- _ACTIVITY_
A faithful copy of every entry is the goal; keep the images out of it.

(Photo-based referring expression data)
****

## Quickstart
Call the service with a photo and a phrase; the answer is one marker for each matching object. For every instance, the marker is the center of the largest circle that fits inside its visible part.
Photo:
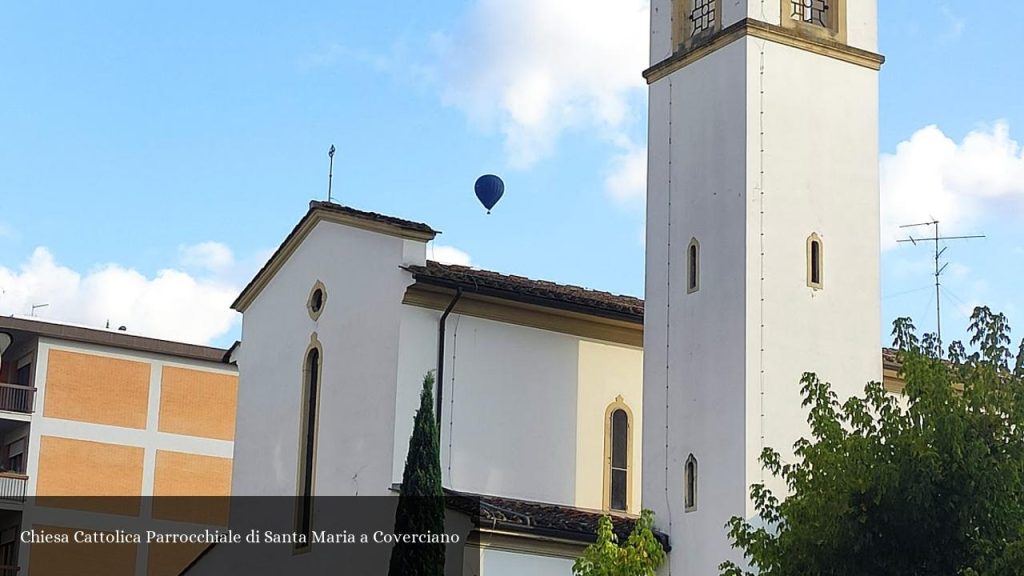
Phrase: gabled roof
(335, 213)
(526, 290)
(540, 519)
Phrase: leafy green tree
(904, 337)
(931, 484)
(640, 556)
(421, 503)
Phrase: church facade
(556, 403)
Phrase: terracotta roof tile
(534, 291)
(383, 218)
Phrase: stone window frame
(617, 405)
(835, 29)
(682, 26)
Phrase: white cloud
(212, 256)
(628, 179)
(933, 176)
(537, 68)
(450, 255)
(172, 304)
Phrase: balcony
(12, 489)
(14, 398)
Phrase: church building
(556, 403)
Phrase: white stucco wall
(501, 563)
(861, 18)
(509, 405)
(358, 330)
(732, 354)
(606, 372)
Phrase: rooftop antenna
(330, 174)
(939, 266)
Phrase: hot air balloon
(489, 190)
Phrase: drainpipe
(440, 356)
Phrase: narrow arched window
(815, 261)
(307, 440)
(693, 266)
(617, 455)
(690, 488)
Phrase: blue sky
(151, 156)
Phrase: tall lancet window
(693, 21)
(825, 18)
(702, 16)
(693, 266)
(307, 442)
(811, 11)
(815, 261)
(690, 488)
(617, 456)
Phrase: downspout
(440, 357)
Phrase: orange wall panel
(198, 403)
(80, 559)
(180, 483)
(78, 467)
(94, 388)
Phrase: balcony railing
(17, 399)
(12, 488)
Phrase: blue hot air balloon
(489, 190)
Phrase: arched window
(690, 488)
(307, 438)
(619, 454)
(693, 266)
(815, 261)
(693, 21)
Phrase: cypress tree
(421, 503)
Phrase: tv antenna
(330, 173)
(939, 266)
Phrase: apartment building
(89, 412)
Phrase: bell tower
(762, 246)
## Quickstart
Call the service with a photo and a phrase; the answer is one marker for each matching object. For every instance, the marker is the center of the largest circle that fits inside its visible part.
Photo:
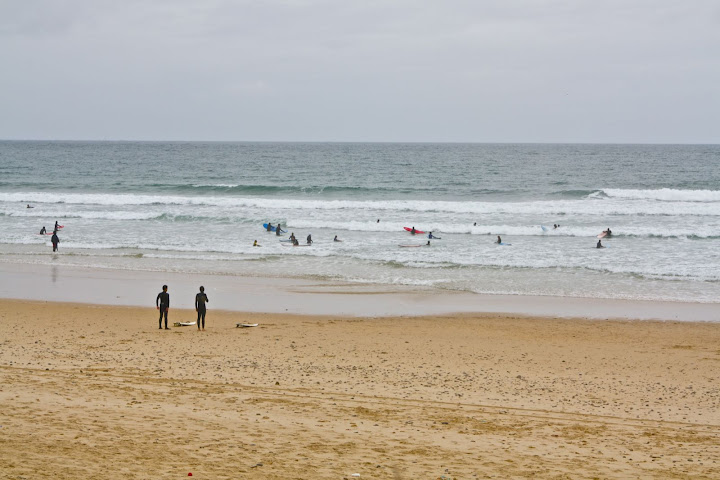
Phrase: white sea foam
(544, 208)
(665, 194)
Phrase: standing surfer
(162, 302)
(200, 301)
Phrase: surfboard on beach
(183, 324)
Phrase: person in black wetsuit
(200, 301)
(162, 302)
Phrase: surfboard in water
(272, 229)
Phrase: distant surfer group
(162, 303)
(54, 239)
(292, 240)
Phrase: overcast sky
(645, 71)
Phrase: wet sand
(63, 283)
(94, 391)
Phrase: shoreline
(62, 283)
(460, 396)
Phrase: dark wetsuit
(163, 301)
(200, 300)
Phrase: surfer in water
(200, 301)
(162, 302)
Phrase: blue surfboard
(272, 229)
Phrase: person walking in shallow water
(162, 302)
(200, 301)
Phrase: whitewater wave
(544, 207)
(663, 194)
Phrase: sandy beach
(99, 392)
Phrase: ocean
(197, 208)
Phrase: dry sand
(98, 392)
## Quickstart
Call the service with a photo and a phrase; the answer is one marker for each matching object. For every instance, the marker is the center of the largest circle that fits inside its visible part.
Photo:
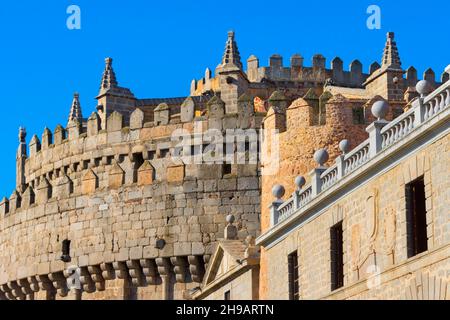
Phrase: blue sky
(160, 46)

****

- _PROBLEM SOLUTION_
## Quickstart
Call the service with a photo and a phrase; the answer is one marker for each matching object. For every instance, the marker is the center of the largest circle that fits inside its visible part.
Photo:
Phrase: gabled roof
(335, 213)
(526, 290)
(540, 519)
Phrase: leafy green tree
(904, 337)
(931, 484)
(640, 556)
(421, 503)
Phrase: church facade
(556, 403)
Phrase: terracotta roof tile
(534, 291)
(383, 218)
Phrase: stone window frame
(617, 405)
(835, 29)
(682, 26)
Phrase: white cloud
(212, 256)
(628, 179)
(933, 176)
(537, 68)
(450, 255)
(172, 304)
Phrase: balcony
(12, 489)
(14, 398)
Phrase: church building
(556, 403)
Phrase: white stucco wall
(501, 563)
(861, 18)
(509, 405)
(358, 330)
(732, 354)
(606, 372)
Phrase: rooftop antenna
(330, 174)
(939, 266)
Phrase: hot air balloon
(489, 190)
Phrase: drainpipe
(440, 356)
Phrase: narrow arched window
(815, 261)
(307, 440)
(693, 266)
(617, 455)
(690, 488)
Phrase: blue sky
(151, 156)
Phrase: tall lancet window
(693, 21)
(825, 18)
(702, 16)
(693, 266)
(307, 442)
(811, 11)
(815, 261)
(690, 488)
(617, 456)
Phrase: downspout
(440, 357)
Phrase: orange wall panel
(198, 403)
(80, 559)
(180, 483)
(78, 467)
(94, 388)
Phrase: balcony railing
(17, 399)
(12, 488)
Phrase: blue hot air balloon
(489, 190)
Phrase: arched window
(690, 488)
(307, 438)
(619, 454)
(693, 266)
(815, 261)
(693, 21)
Phrase: cypress tree
(421, 503)
Phrase: tv antenna
(330, 173)
(939, 266)
Phrase: apartment building
(89, 412)
Phrase: bell tower
(762, 246)
## Quickstart
Call the service with a photo and a phrase; the answer is one marker for each matching object. For every instance, the marker is the center of the largest circle that fits inside its visible part.
Photo:
Phrase: white sea foam
(544, 208)
(665, 194)
Phrase: standing surfer
(162, 302)
(200, 301)
Phrase: surfboard on beach
(183, 324)
Phrase: person in black wetsuit
(200, 301)
(162, 302)
Phrase: surfboard in water
(272, 229)
Phrase: distant surfer group
(162, 303)
(54, 239)
(292, 240)
Phrase: overcast sky
(645, 71)
Phrase: wet sand
(63, 283)
(94, 391)
Phrase: shoreline
(62, 283)
(460, 396)
Phrase: dark wetsuit
(163, 301)
(200, 300)
Phrase: surfer in water
(200, 301)
(162, 302)
Phrase: blue surfboard
(272, 229)
Phrase: person walking in shallow water
(162, 302)
(200, 301)
Phrase: whitewater wave
(544, 207)
(663, 194)
Phrase: sandy beach
(99, 392)
Phrase: ocean
(197, 208)
Phrase: dry sand
(98, 392)
## Quickstart
Call the service with a photo and a phrase; the answer is one marker for each matching object. For every instance, the marker is the center of the largest circle that fits inside its visible part.
Photo:
Phrase: blue sky
(160, 46)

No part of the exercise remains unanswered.